Directions for this task: Write out the entries once more, exactly as they appear.

Natural language region descriptions

· · ·

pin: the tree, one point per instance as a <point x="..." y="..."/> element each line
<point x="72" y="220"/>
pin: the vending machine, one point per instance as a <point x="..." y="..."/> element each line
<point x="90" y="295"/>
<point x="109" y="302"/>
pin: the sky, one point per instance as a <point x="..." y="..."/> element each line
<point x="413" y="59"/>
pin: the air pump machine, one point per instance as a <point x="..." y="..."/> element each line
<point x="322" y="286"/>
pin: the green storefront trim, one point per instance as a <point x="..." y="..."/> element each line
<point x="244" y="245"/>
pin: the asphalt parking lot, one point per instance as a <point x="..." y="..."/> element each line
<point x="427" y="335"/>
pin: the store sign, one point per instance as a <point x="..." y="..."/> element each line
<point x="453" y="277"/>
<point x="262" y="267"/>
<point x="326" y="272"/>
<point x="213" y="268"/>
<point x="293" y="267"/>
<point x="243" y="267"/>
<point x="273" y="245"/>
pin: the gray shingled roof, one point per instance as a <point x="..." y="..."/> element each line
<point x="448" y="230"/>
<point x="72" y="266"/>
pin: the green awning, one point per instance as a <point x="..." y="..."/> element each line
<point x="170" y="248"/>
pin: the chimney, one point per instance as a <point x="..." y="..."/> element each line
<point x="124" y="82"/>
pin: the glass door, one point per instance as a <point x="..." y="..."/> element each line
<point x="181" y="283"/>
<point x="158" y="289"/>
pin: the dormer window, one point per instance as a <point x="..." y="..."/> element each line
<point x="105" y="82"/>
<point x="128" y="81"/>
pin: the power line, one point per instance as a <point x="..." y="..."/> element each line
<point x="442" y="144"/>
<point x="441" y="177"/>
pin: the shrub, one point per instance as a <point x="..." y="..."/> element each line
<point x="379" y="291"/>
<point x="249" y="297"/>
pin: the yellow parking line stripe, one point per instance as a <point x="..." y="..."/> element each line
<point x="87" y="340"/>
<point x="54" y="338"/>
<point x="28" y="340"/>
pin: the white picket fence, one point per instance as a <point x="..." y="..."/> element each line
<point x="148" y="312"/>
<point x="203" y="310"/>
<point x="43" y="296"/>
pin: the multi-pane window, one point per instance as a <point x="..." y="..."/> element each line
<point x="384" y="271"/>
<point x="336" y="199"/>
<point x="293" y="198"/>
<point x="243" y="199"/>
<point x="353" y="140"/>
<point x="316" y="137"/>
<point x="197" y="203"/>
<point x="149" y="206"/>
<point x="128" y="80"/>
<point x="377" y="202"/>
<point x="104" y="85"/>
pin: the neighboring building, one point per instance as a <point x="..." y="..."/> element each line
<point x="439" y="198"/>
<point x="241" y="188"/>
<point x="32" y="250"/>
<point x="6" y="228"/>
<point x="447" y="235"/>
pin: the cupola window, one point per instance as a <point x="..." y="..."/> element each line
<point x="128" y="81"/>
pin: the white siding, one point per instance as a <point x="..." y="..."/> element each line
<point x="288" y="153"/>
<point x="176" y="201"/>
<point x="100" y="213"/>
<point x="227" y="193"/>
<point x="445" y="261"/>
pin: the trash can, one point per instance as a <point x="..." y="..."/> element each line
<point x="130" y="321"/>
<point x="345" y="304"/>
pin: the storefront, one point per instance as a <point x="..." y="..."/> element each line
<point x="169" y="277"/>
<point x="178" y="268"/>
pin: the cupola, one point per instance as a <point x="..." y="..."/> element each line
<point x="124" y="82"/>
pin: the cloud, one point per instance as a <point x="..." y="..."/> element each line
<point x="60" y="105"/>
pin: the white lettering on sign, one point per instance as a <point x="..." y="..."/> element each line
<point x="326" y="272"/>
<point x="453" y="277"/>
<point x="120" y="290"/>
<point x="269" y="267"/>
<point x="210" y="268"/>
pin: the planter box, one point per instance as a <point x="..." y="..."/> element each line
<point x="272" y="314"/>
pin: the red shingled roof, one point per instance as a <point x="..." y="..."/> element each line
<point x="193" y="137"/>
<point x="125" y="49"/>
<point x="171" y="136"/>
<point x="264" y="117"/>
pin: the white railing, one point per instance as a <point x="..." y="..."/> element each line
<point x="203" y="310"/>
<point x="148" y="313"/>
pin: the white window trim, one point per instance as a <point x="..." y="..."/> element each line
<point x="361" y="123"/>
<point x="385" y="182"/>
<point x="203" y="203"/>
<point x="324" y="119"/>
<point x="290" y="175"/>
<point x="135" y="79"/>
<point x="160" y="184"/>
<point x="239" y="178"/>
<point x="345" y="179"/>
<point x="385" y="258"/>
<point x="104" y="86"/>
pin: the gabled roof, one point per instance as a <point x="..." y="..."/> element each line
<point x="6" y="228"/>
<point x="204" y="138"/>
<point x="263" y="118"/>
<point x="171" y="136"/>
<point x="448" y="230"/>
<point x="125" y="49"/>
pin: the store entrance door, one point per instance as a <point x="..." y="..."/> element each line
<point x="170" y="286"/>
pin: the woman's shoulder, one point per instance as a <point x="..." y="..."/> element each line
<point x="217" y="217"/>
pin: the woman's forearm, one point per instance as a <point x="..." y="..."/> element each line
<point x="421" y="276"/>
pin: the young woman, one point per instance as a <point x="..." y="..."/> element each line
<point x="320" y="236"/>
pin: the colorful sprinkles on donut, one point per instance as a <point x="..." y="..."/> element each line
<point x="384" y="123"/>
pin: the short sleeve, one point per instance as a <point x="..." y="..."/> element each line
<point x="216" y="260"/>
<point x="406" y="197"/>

· · ·

Exercise response:
pin: the tree, one point per instance as a <point x="..." y="..."/> element each line
<point x="72" y="220"/>
pin: the vending machine, one point per instance as a <point x="..." y="..."/> element each line
<point x="90" y="295"/>
<point x="109" y="302"/>
pin: the sky, one point per instance as a <point x="..." y="..."/> element each line
<point x="413" y="59"/>
pin: the air pump machine, one point per instance as a <point x="..." y="..."/> element each line
<point x="322" y="286"/>
pin: the green storefront trim, one point per instance as a <point x="..." y="..."/> element each line
<point x="244" y="245"/>
pin: the asphalt parking lot, one point per instance as a <point x="..." y="..."/> element each line
<point x="427" y="335"/>
pin: the store sign, one point per instance as a <point x="..." y="..."/> element each line
<point x="453" y="277"/>
<point x="262" y="267"/>
<point x="326" y="272"/>
<point x="213" y="268"/>
<point x="293" y="267"/>
<point x="243" y="267"/>
<point x="273" y="245"/>
pin: the gray shingled roof, one point per instance as a <point x="..." y="..."/> element each line
<point x="448" y="230"/>
<point x="72" y="266"/>
pin: the green awning, one point per instance as a <point x="..." y="..."/> element each line
<point x="170" y="248"/>
pin: the chimney, one point per instance as a <point x="..." y="..."/> element each line
<point x="124" y="82"/>
pin: the glass door, one point per instance as a <point x="..." y="..."/> element each line
<point x="181" y="283"/>
<point x="158" y="289"/>
pin: the dormer window, one point per instance as a <point x="..." y="..."/> element each line
<point x="105" y="82"/>
<point x="128" y="81"/>
pin: the power line, one point per instance as a <point x="..." y="..."/> element each line
<point x="442" y="144"/>
<point x="441" y="177"/>
pin: the shrub, one point per instance as a <point x="..." y="..."/> element each line
<point x="379" y="291"/>
<point x="249" y="297"/>
pin: the yellow parking line stripe, one point per instance as a <point x="..." y="..."/> element each line
<point x="87" y="340"/>
<point x="54" y="338"/>
<point x="28" y="340"/>
pin: the white picket fence, one point per instance as a <point x="..." y="..."/> element each line
<point x="148" y="312"/>
<point x="203" y="310"/>
<point x="43" y="296"/>
pin: the multi-pane window, one point per instance as a <point x="..." y="..."/> element each line
<point x="384" y="271"/>
<point x="336" y="199"/>
<point x="293" y="198"/>
<point x="243" y="199"/>
<point x="353" y="140"/>
<point x="316" y="137"/>
<point x="197" y="203"/>
<point x="149" y="206"/>
<point x="128" y="80"/>
<point x="377" y="202"/>
<point x="104" y="85"/>
pin: the neighboring building, one point per instance as a <point x="..." y="..."/> element each line
<point x="439" y="198"/>
<point x="241" y="188"/>
<point x="32" y="250"/>
<point x="6" y="228"/>
<point x="447" y="235"/>
pin: the cupola window, one point per instance as a <point x="..." y="..."/> element each line
<point x="128" y="81"/>
pin: the white siding, one point per instance as a <point x="..." y="..."/> element each line
<point x="288" y="153"/>
<point x="176" y="201"/>
<point x="100" y="213"/>
<point x="227" y="193"/>
<point x="445" y="261"/>
pin: the trash can, one point per instance as a <point x="..." y="..."/> element each line
<point x="130" y="321"/>
<point x="345" y="304"/>
pin: the storefront, one point per instance as a <point x="..." y="..."/> element each line
<point x="169" y="277"/>
<point x="178" y="268"/>
pin: the cupola, one point per instance as a <point x="..." y="..."/> element each line
<point x="124" y="82"/>
pin: the cloud, one point per instance as a <point x="..." y="..."/> element each line
<point x="60" y="105"/>
pin: the white lettering on sign, one point per instance as a <point x="..." y="..."/> element each line
<point x="326" y="272"/>
<point x="453" y="277"/>
<point x="120" y="290"/>
<point x="269" y="267"/>
<point x="210" y="268"/>
pin: the planter box, one point per instance as a <point x="..." y="..."/> element each line
<point x="272" y="314"/>
pin: the red shingled roof, one point per instance as a <point x="..." y="..."/> element each line
<point x="193" y="137"/>
<point x="125" y="49"/>
<point x="171" y="136"/>
<point x="264" y="117"/>
pin: the white railing, one point per instance as a <point x="..." y="..."/> element each line
<point x="203" y="310"/>
<point x="148" y="313"/>
pin: the white window trim, one point per instance as a <point x="..." y="..."/> element each line
<point x="361" y="123"/>
<point x="385" y="182"/>
<point x="203" y="203"/>
<point x="324" y="119"/>
<point x="290" y="175"/>
<point x="135" y="79"/>
<point x="160" y="184"/>
<point x="239" y="178"/>
<point x="345" y="179"/>
<point x="385" y="258"/>
<point x="104" y="86"/>
pin: the gabled roof, one point per instance as a <point x="..." y="..."/> element each line
<point x="6" y="228"/>
<point x="204" y="138"/>
<point x="263" y="118"/>
<point x="171" y="136"/>
<point x="448" y="230"/>
<point x="125" y="49"/>
pin: the store entrance door, one point per instance as a <point x="..." y="..."/> element each line
<point x="170" y="286"/>
pin: the woman's shoulder, one point per instance as a <point x="..." y="..."/> element each line
<point x="217" y="217"/>
pin: the woman's forearm, one point per instance as a <point x="..." y="..."/> element each line
<point x="421" y="276"/>
pin: the young woman, one point per instance as a <point x="..." y="..."/> element each line
<point x="320" y="236"/>
pin: the colorful sprinkles on donut, one point per instance as a <point x="..." y="..."/> element each line
<point x="384" y="123"/>
pin: the short sleeve, one point per instance as a <point x="..." y="..."/> element each line
<point x="216" y="260"/>
<point x="406" y="197"/>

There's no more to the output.